● CHALLENGE: Tally the lines in the rows below that contain the string "target", with case-sensitive matching. Give only the number.
**** DATASET ROWS
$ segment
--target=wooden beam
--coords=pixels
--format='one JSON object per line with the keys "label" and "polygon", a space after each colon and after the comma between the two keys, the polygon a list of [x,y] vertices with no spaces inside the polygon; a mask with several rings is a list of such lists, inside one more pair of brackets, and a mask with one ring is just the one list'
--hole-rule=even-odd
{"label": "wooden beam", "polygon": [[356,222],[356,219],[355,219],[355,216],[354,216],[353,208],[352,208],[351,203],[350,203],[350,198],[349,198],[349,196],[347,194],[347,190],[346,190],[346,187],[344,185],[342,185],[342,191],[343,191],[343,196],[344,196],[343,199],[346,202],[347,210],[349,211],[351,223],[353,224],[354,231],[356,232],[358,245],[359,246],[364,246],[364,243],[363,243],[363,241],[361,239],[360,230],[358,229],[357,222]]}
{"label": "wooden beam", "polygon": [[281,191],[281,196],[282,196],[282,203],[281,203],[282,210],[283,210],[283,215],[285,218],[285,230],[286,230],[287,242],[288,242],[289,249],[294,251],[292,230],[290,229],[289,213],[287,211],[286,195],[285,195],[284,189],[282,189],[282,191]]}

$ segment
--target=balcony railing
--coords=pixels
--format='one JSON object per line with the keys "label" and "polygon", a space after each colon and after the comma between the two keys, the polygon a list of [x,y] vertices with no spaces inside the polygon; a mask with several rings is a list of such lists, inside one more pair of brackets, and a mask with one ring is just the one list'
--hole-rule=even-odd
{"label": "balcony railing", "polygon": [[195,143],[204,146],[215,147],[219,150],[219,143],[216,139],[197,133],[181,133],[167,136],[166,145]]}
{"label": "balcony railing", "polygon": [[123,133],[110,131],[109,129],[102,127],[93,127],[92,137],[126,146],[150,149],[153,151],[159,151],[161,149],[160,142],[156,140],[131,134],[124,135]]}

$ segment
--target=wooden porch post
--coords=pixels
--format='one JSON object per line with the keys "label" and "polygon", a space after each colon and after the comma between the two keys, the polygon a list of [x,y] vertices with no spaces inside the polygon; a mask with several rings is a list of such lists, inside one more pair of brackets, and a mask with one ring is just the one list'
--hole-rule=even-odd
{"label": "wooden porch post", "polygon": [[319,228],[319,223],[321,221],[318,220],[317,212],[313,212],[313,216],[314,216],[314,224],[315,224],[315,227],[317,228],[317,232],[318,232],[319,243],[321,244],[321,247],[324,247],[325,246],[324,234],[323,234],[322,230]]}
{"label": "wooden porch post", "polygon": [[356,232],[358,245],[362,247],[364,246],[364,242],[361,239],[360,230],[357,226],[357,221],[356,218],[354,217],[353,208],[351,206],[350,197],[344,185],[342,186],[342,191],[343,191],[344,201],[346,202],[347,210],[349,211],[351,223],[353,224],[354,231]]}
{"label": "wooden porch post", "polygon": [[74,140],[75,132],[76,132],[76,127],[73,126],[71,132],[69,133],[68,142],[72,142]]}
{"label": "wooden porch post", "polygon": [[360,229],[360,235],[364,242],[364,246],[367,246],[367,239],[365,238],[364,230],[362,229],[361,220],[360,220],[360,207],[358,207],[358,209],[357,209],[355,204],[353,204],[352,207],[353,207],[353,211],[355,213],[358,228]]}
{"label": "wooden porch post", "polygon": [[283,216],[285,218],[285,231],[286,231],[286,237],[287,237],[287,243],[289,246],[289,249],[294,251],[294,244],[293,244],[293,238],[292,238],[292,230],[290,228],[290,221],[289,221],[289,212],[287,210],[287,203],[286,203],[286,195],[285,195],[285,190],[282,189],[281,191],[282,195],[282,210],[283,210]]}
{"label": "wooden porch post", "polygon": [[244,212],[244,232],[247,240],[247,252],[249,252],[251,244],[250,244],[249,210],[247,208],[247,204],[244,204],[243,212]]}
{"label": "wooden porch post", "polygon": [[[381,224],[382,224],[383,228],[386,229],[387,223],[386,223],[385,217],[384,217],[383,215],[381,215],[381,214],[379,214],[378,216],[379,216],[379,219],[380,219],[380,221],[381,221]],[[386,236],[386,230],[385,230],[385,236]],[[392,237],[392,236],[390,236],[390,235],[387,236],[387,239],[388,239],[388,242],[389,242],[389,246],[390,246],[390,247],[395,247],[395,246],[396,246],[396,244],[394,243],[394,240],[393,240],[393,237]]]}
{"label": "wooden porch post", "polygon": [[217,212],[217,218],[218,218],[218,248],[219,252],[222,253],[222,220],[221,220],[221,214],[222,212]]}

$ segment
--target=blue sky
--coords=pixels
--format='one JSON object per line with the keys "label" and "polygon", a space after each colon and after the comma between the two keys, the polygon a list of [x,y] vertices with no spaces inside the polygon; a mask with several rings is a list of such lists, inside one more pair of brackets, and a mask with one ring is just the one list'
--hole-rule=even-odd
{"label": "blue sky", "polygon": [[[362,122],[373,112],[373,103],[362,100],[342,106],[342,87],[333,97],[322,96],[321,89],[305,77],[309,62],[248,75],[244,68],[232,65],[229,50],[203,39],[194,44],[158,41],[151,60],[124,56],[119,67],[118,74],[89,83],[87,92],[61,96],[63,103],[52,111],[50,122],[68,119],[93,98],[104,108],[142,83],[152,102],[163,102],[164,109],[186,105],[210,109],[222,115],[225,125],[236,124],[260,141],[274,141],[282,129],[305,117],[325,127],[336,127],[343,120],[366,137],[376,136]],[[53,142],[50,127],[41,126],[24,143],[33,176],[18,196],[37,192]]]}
********
● EXERCISE OUTPUT: 4